Records:
>>>

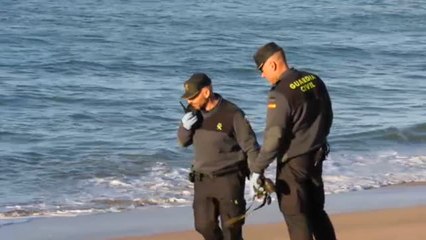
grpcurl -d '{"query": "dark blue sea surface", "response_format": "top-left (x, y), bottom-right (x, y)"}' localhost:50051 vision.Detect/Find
top-left (0, 0), bottom-right (426, 220)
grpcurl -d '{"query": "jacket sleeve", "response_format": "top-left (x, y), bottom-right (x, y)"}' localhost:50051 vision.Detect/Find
top-left (177, 123), bottom-right (194, 147)
top-left (233, 111), bottom-right (259, 166)
top-left (250, 90), bottom-right (291, 173)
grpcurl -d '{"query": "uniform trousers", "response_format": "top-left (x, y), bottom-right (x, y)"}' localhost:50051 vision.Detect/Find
top-left (193, 171), bottom-right (246, 240)
top-left (276, 154), bottom-right (336, 240)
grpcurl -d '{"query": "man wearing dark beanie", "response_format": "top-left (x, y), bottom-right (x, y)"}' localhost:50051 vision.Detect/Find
top-left (250, 42), bottom-right (336, 240)
top-left (178, 73), bottom-right (259, 240)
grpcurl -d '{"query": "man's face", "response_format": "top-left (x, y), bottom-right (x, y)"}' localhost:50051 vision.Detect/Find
top-left (187, 87), bottom-right (208, 110)
top-left (259, 58), bottom-right (275, 84)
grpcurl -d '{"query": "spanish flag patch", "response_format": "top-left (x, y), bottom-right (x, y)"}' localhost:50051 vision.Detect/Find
top-left (268, 103), bottom-right (277, 109)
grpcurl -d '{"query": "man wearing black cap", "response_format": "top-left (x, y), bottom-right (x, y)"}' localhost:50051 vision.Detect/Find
top-left (178, 73), bottom-right (259, 240)
top-left (249, 42), bottom-right (336, 240)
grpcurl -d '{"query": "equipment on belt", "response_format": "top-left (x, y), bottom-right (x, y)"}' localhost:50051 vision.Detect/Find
top-left (225, 177), bottom-right (275, 226)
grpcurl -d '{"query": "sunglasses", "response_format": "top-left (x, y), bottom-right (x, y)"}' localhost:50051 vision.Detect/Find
top-left (257, 63), bottom-right (265, 73)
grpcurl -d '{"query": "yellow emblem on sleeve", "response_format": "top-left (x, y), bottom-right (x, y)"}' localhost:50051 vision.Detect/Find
top-left (268, 103), bottom-right (277, 109)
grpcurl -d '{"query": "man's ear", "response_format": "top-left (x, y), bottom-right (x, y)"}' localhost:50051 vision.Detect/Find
top-left (203, 87), bottom-right (211, 98)
top-left (271, 61), bottom-right (278, 71)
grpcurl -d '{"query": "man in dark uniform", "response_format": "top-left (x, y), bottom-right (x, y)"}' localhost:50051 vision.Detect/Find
top-left (178, 73), bottom-right (259, 240)
top-left (250, 42), bottom-right (336, 240)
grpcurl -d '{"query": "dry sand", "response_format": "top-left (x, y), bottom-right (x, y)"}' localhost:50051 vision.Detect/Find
top-left (115, 205), bottom-right (426, 240)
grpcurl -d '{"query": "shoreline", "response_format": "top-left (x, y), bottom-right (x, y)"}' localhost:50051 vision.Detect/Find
top-left (0, 182), bottom-right (426, 240)
top-left (112, 204), bottom-right (426, 240)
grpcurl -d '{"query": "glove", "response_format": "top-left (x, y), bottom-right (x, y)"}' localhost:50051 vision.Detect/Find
top-left (249, 173), bottom-right (264, 200)
top-left (182, 112), bottom-right (198, 131)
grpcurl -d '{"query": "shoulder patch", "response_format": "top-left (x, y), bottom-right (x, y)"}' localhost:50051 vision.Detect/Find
top-left (268, 97), bottom-right (277, 109)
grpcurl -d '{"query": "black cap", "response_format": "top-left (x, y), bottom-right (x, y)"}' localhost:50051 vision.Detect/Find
top-left (253, 42), bottom-right (283, 69)
top-left (182, 73), bottom-right (212, 99)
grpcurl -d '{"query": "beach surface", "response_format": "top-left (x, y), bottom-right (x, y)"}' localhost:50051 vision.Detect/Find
top-left (115, 205), bottom-right (426, 240)
top-left (0, 183), bottom-right (426, 240)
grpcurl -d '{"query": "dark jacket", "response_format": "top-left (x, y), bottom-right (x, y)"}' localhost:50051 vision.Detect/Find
top-left (250, 68), bottom-right (333, 173)
top-left (178, 94), bottom-right (259, 175)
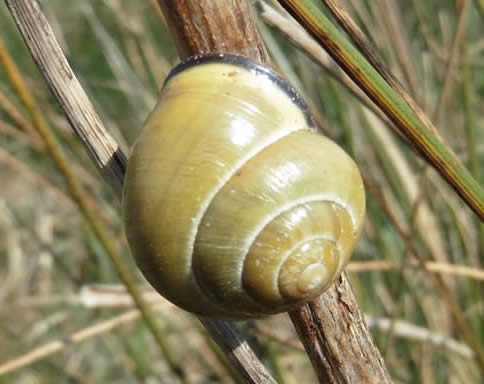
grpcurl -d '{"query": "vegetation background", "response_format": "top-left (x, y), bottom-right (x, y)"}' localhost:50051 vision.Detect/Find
top-left (0, 0), bottom-right (484, 383)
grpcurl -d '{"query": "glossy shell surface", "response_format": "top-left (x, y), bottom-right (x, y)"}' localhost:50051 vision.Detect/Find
top-left (123, 56), bottom-right (365, 319)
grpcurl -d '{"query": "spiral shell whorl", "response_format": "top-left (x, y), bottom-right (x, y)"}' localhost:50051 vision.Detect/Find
top-left (123, 57), bottom-right (364, 318)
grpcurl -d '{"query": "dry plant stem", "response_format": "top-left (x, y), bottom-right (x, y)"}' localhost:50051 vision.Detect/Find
top-left (199, 316), bottom-right (276, 384)
top-left (158, 0), bottom-right (390, 383)
top-left (158, 0), bottom-right (270, 64)
top-left (0, 31), bottom-right (184, 381)
top-left (290, 274), bottom-right (391, 384)
top-left (0, 1), bottom-right (184, 379)
top-left (2, 0), bottom-right (276, 383)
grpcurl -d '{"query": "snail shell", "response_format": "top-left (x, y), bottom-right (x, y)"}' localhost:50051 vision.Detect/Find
top-left (123, 55), bottom-right (365, 319)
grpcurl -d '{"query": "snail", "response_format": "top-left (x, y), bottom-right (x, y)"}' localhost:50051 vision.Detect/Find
top-left (123, 55), bottom-right (365, 319)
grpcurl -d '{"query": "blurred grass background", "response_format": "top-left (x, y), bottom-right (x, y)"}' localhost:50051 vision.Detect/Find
top-left (0, 0), bottom-right (484, 383)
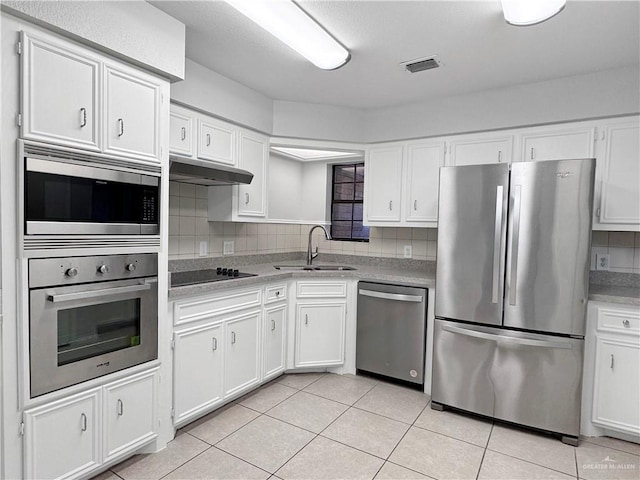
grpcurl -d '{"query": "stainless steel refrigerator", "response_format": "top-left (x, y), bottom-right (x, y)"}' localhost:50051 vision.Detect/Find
top-left (432, 159), bottom-right (595, 445)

<<<

Please reproduce all of the data above word for word, leaving out the pictures.

**Written answer**
grpcurl -d '{"query": "dark blue sea surface", "response_format": "top-left (x, y), bottom-right (x, y)"}' localhost:50051 vision.Detect/Find
top-left (0, 0), bottom-right (426, 220)
grpcurl -d '{"query": "jacket sleeve", "response_format": "top-left (x, y), bottom-right (x, y)"}' localhost:50051 vision.Detect/Find
top-left (177, 123), bottom-right (194, 147)
top-left (233, 111), bottom-right (259, 166)
top-left (250, 90), bottom-right (291, 173)
grpcurl -d '{"query": "uniform trousers", "response_format": "top-left (x, y), bottom-right (x, y)"}' localhost:50051 vision.Detect/Find
top-left (193, 171), bottom-right (246, 240)
top-left (276, 154), bottom-right (336, 240)
grpcurl -d '{"query": "man wearing dark beanie", "response_format": "top-left (x, y), bottom-right (x, y)"}' localhost:50051 vision.Detect/Find
top-left (250, 42), bottom-right (336, 240)
top-left (178, 73), bottom-right (259, 240)
grpcurl -d '{"query": "man's face", "response_format": "top-left (x, y), bottom-right (x, y)"}' localhost:50051 vision.Detect/Find
top-left (187, 87), bottom-right (208, 110)
top-left (259, 58), bottom-right (275, 84)
grpcurl -d '{"query": "spanish flag patch", "response_format": "top-left (x, y), bottom-right (x, y)"}' localhost:50051 vision.Detect/Find
top-left (268, 103), bottom-right (277, 109)
grpcurl -d '{"query": "man wearing black cap", "response_format": "top-left (x, y), bottom-right (x, y)"}' localhost:50051 vision.Detect/Find
top-left (178, 73), bottom-right (259, 240)
top-left (249, 42), bottom-right (336, 240)
grpcurl -d '{"query": "equipment on belt", "response_format": "top-left (x, y), bottom-right (x, y)"}' localhost:50051 vision.Detect/Find
top-left (225, 177), bottom-right (275, 226)
grpcurl -d '{"query": "sunglasses", "response_format": "top-left (x, y), bottom-right (x, y)"}' localhost:50051 vision.Detect/Find
top-left (257, 63), bottom-right (265, 73)
grpcurl -d '{"query": "yellow emblem on sleeve", "response_format": "top-left (x, y), bottom-right (x, y)"}' localhost:50051 vision.Detect/Find
top-left (268, 103), bottom-right (277, 109)
grpcurl -d '{"query": "man's ear", "response_format": "top-left (x, y), bottom-right (x, y)"}' localhost:50051 vision.Detect/Find
top-left (203, 87), bottom-right (211, 98)
top-left (271, 61), bottom-right (278, 71)
grpcurl -d '{"query": "man in dark uniform", "response_format": "top-left (x, y), bottom-right (x, y)"}' localhost:50051 vision.Detect/Find
top-left (178, 73), bottom-right (259, 240)
top-left (250, 42), bottom-right (336, 240)
grpcurl -d '{"query": "dry sand", "response_format": "top-left (x, y), bottom-right (x, y)"}' localhost:50051 vision.Detect/Find
top-left (115, 205), bottom-right (426, 240)
grpcurl -d '{"query": "shoreline", "response_format": "top-left (x, y), bottom-right (x, y)"}' localhost:50051 vision.Detect/Find
top-left (0, 182), bottom-right (426, 240)
top-left (112, 204), bottom-right (426, 240)
grpcurl -d '{"query": "glove", "response_format": "top-left (x, y), bottom-right (x, y)"}' localhost:50051 vision.Detect/Find
top-left (249, 173), bottom-right (264, 200)
top-left (182, 112), bottom-right (198, 131)
grpcurl -d '{"query": "shoulder patch", "response_format": "top-left (x, y), bottom-right (x, y)"}' localhost:50051 vision.Detect/Find
top-left (268, 97), bottom-right (277, 109)
grpcurl -d '{"query": "black cap", "response_format": "top-left (x, y), bottom-right (x, y)"}' localhost:50051 vision.Detect/Find
top-left (253, 42), bottom-right (283, 69)
top-left (182, 73), bottom-right (212, 99)
grpcurl -d '{"query": "beach surface", "response_format": "top-left (x, y), bottom-right (x, y)"}' localhost:50051 vision.Detect/Find
top-left (115, 205), bottom-right (426, 240)
top-left (0, 183), bottom-right (426, 240)
grpcurl -d '{"query": "dark jacket", "response_format": "top-left (x, y), bottom-right (x, y)"}' localhost:50051 vision.Detect/Find
top-left (250, 68), bottom-right (333, 173)
top-left (178, 94), bottom-right (259, 175)
grpcurl -d '{"query": "vegetation background", "response_format": "top-left (x, y), bottom-right (x, y)"}' localhost:50051 vision.Detect/Find
top-left (0, 0), bottom-right (484, 383)
grpcurl -d '{"query": "glossy shell surface", "response_format": "top-left (x, y), bottom-right (x, y)"}' localhost:50051 vision.Detect/Find
top-left (123, 56), bottom-right (365, 319)
grpcurl -d '{"query": "spiral shell whorl", "response_format": "top-left (x, y), bottom-right (x, y)"}' localhost:50051 vision.Detect/Find
top-left (123, 57), bottom-right (364, 318)
grpcurl -d '{"query": "dry plant stem", "response_format": "top-left (x, y), bottom-right (x, y)"}' localhost:50051 vision.Detect/Find
top-left (199, 316), bottom-right (276, 384)
top-left (158, 0), bottom-right (390, 383)
top-left (158, 0), bottom-right (270, 64)
top-left (0, 31), bottom-right (184, 381)
top-left (290, 274), bottom-right (391, 384)
top-left (0, 1), bottom-right (184, 379)
top-left (2, 0), bottom-right (276, 383)
grpcurl -d '{"query": "snail shell", "response_format": "top-left (x, y), bottom-right (x, y)"}' localhost:50051 vision.Detect/Find
top-left (123, 55), bottom-right (365, 319)
grpcurl -d '{"query": "snail", "response_format": "top-left (x, y), bottom-right (x, y)"}' localhost:50051 vision.Detect/Find
top-left (123, 55), bottom-right (365, 319)
grpcurl -d '{"query": "blurred grass background", "response_format": "top-left (x, y), bottom-right (x, y)"}' localhost:50051 vision.Detect/Find
top-left (0, 0), bottom-right (484, 383)
grpcurl -d '{"query": "stainless steel refrigerator", "response_format": "top-left (x, y), bottom-right (x, y)"}' localhost:50051 vision.Detect/Find
top-left (432, 159), bottom-right (595, 445)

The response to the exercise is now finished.